Task statement
Revise the material below by changing every "duck" to "goose" and leaving all other text as it is.

-------- Task material --------

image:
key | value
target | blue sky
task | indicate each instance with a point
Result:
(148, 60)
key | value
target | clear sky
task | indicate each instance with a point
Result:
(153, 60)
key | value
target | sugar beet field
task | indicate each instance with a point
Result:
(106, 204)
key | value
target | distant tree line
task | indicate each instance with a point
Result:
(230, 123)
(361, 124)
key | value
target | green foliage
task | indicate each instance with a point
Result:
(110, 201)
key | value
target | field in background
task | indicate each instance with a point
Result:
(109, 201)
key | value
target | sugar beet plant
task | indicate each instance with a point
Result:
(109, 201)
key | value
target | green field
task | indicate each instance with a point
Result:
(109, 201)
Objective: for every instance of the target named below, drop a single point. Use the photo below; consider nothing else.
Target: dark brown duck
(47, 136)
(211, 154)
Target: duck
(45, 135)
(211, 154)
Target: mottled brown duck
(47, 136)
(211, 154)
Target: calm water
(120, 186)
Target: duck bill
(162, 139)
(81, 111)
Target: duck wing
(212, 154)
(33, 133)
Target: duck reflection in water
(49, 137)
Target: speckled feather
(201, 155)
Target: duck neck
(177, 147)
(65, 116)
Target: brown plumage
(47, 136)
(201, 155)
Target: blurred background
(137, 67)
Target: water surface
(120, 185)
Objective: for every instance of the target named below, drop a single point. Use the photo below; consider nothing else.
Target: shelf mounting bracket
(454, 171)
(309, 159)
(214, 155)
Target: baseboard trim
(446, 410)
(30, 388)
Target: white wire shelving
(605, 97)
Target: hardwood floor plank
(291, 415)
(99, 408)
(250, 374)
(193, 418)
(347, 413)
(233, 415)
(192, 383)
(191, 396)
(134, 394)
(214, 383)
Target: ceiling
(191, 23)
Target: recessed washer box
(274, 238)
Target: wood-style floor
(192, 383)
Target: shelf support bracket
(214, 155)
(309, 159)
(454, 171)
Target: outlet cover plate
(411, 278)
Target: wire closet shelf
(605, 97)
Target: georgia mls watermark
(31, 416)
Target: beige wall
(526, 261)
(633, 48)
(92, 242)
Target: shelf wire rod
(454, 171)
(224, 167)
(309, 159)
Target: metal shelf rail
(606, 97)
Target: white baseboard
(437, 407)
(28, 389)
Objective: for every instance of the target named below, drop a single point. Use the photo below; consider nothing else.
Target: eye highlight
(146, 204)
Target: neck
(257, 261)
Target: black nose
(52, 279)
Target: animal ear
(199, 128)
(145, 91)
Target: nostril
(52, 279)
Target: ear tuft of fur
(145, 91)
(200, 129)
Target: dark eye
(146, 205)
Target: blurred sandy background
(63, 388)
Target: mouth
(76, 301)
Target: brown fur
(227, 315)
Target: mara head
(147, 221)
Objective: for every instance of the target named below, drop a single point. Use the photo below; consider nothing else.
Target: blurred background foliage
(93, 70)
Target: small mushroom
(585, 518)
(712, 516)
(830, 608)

--------

Problem solution
image:
key | value
target | blue sky
task | indicate each instance with a point
Result:
(148, 60)
key | value
target | clear sky
task | indicate each instance with a point
Result:
(153, 60)
key | value
target | sugar beet field
task | indicate each instance with a point
Result:
(106, 204)
key | value
target | distant tree line
task | indicate each instance with a point
Result:
(230, 123)
(361, 124)
key | value
target | green foliage
task | indicate each instance with a point
Result:
(110, 201)
key | value
target | field in background
task | indicate each instance with a point
Result:
(109, 201)
key | value
target | sugar beet plant
task | indicate each instance with a point
Result:
(109, 201)
key | value
target | green field
task | indicate each instance with a point
Result:
(109, 201)
Objective: for every instance of the target named below, drop a single point. Use the photo below; consider nothing else.
Target: dark brown goose
(47, 136)
(211, 154)
Target: goose
(45, 135)
(211, 154)
Target: mottled brown goose
(47, 136)
(211, 154)
Target: calm water
(120, 186)
Target: goose bill
(162, 139)
(81, 111)
Target: goose wing
(212, 154)
(33, 133)
Target: goose reflection in water
(49, 137)
Target: speckled feather
(201, 155)
Target: goose neck
(177, 147)
(65, 116)
Target: brown plumage
(47, 136)
(201, 155)
Target: blurred background
(137, 67)
Target: water surface
(120, 185)
Objective: for every instance of the target named below, drop a single point. Use the photo below; consider nothing else.
Target: shelf mounting bracket
(454, 171)
(309, 159)
(214, 155)
Target: baseboard trim
(446, 410)
(30, 388)
Target: white wire shelving
(605, 97)
Target: hardwood floor plank
(291, 415)
(99, 408)
(250, 374)
(193, 418)
(347, 413)
(233, 415)
(192, 383)
(191, 396)
(134, 394)
(214, 383)
Target: ceiling
(191, 23)
Target: recessed washer box
(274, 238)
Target: wood-style floor
(192, 383)
Target: shelf support bracket
(214, 155)
(309, 159)
(454, 171)
Target: outlet cover plate
(411, 278)
Target: wire closet shelf
(605, 97)
Target: georgia mls watermark
(31, 416)
Target: beige wall
(526, 261)
(633, 48)
(92, 242)
Target: shelf wire rod
(454, 171)
(224, 167)
(309, 159)
Target: metal shelf rail
(606, 97)
Target: white baseboard
(437, 407)
(28, 389)
Objective: for every instance of the target named below, drop a single point. Use the photo below; consider nothing else.
Target: eye highlight
(146, 204)
Target: neck
(257, 261)
Target: black nose
(52, 279)
Target: animal ear
(199, 128)
(145, 91)
Target: nostril
(52, 279)
Target: ear tuft of fur
(145, 91)
(200, 129)
Target: dark eye
(146, 205)
Target: blurred sandy background
(63, 388)
Target: mouth
(76, 301)
Target: brown fur
(227, 315)
Target: mara head
(147, 221)
Objective: for every instance of the target named below, drop a single point. Use the photo below; consider nothing else.
Target: blurred background foliage
(93, 70)
Target: small mushroom
(585, 518)
(712, 516)
(830, 608)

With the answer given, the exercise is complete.